* [Given problem 1]
In the records below, lay out as a numbered list every line between the line containing "Note to the" and the end of the records, inclusive, leaving out blank lines and pictures.

Other officials of Denmark similarly dismissed the idea of selling the island nation, which is rich in natural resources.
“’It has to be an April Fool’s joke. Totally out of season,” the island nation’s former prime minister Lars Lokke Rasmussen said.
“If he is truly contemplating this, then this is final proof, that he has gone mad,” Danish People’s Party foreign minister Soren Espersen said.
“The thought of Denmark selling 50,000 citizens to the United States is completely ridiculous,” he said of the idea, The Daily Mail Reported.
There were two failed attempts by U.S. to purchase it: President Harry Truman tried to buy it for $100 million in 1946 and the State Department inquired about it in 1867.
It’s unclear how the U.S. would go about purchasing it today, should the situation change, or how much the world’s largest island would cost.
The 811,000-square-mile island of icy terrain in the Atlantic inhabits about 56,000 people, and though it is technically in North American waters, the self-governing land is culturally European.
It handles its own domestic affairs but foreign matters and security policy is handled by Copenhagen.
The U.S. is not the only nation keeping a close eye on the territory, which has three-quarters of its land covered with an ice sheet. Russia and China are also said to be interested because of the territory’s strategic location and mineral resources.

* [Given problem 2]
Output the news excerpt about buying the island between "It’s unclear how" and "handled by Copenhagen.", inclusive, word for word.

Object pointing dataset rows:
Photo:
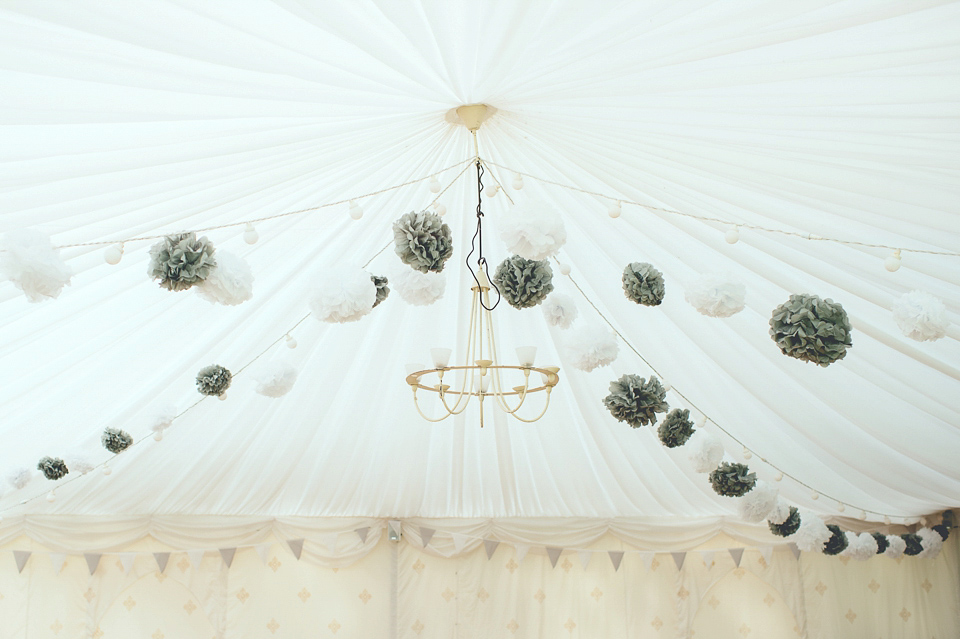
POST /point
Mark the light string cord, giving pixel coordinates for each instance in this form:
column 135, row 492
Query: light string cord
column 713, row 421
column 706, row 218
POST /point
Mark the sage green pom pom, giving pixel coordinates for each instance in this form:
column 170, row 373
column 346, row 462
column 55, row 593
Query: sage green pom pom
column 789, row 526
column 422, row 241
column 676, row 428
column 837, row 542
column 116, row 440
column 213, row 380
column 524, row 283
column 643, row 284
column 635, row 400
column 53, row 468
column 811, row 329
column 732, row 480
column 180, row 261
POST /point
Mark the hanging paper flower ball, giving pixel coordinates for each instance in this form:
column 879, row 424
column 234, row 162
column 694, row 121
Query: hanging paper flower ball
column 716, row 296
column 523, row 283
column 732, row 480
column 116, row 440
column 213, row 380
column 921, row 316
column 180, row 261
column 53, row 468
column 419, row 289
column 636, row 400
column 382, row 289
column 676, row 428
column 533, row 229
column 560, row 310
column 276, row 378
column 591, row 346
column 788, row 526
column 343, row 295
column 422, row 241
column 29, row 261
column 811, row 329
column 706, row 451
column 643, row 284
column 758, row 502
column 230, row 283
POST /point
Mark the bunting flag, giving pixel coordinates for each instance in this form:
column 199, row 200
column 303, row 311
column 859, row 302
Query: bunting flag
column 616, row 556
column 21, row 557
column 227, row 554
column 161, row 558
column 554, row 555
column 93, row 560
column 296, row 547
column 426, row 534
column 678, row 558
column 737, row 554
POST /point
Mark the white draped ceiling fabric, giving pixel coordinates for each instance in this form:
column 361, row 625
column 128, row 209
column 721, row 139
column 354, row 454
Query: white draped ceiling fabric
column 141, row 118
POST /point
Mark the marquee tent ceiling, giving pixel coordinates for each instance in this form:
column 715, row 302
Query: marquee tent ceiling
column 125, row 119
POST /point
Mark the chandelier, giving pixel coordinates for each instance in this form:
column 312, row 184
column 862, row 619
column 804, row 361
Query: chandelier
column 481, row 374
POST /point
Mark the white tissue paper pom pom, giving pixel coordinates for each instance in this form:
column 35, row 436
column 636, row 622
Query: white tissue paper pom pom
column 921, row 316
column 705, row 451
column 931, row 541
column 812, row 534
column 343, row 295
column 716, row 296
column 28, row 259
column 230, row 283
column 861, row 547
column 20, row 477
column 896, row 546
column 419, row 289
column 591, row 346
column 276, row 378
column 758, row 502
column 560, row 310
column 533, row 230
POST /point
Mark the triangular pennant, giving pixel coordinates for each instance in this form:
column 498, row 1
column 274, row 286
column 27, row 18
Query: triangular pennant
column 426, row 534
column 126, row 560
column 162, row 558
column 21, row 557
column 93, row 560
column 57, row 559
column 678, row 558
column 296, row 547
column 554, row 555
column 737, row 554
column 616, row 556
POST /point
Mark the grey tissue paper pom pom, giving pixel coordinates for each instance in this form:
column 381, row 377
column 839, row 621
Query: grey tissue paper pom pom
column 643, row 284
column 811, row 329
column 213, row 380
column 116, row 440
column 382, row 289
column 422, row 241
column 676, row 428
column 524, row 283
column 732, row 480
column 53, row 468
column 635, row 400
column 180, row 261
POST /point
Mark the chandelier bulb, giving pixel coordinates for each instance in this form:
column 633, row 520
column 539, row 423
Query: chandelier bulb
column 355, row 211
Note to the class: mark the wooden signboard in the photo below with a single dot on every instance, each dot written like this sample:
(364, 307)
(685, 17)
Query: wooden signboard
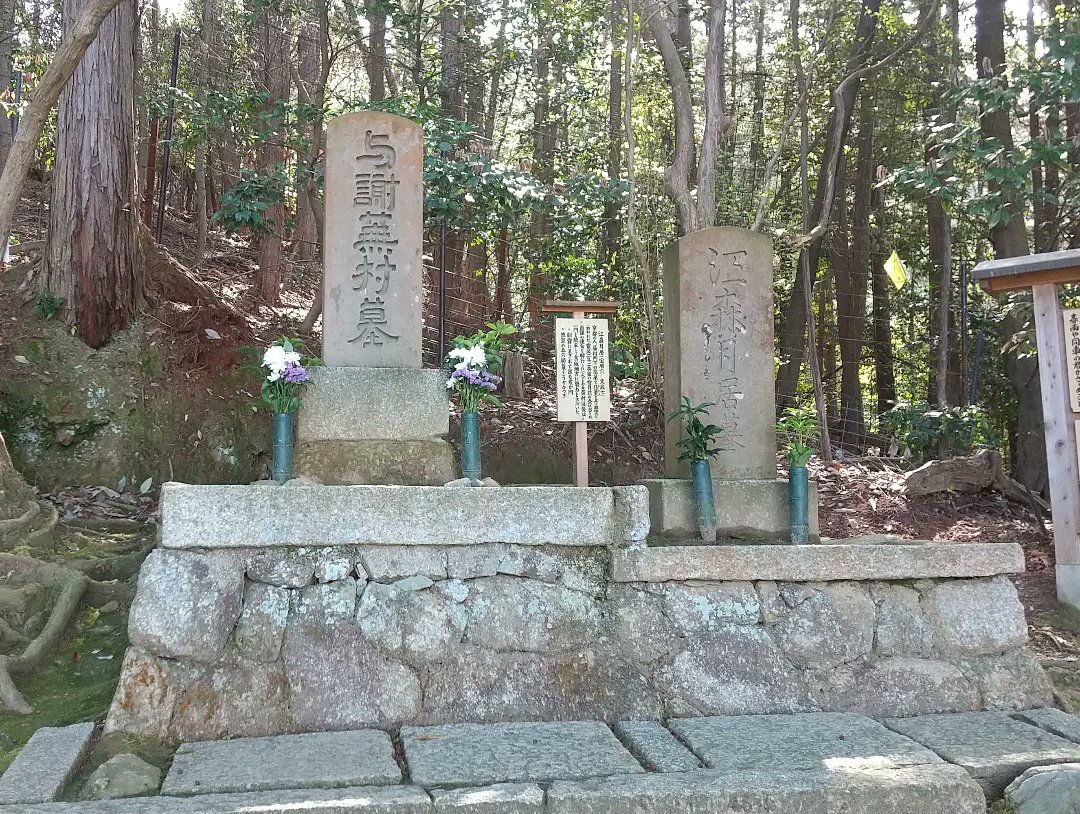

* [Final answer 1]
1. Note to the class: mark the wooden signboard in the photo below with a single dot on every instance, each dot written like this sample:
2. (364, 307)
3. (685, 17)
4. Query: wooden signboard

* [Final answer 2]
It’s unclear how the U.S. would go about purchasing it today, should the situation change, or how much the world’s largest island would cost.
The 811,000-square-mile island of icy terrain in the Atlantic inhabits about 56,000 people, and though it is technically in North American waters, the self-governing land is culturally European.
It handles its own domestic affairs but foreign matters and security policy is handled by Copenhagen.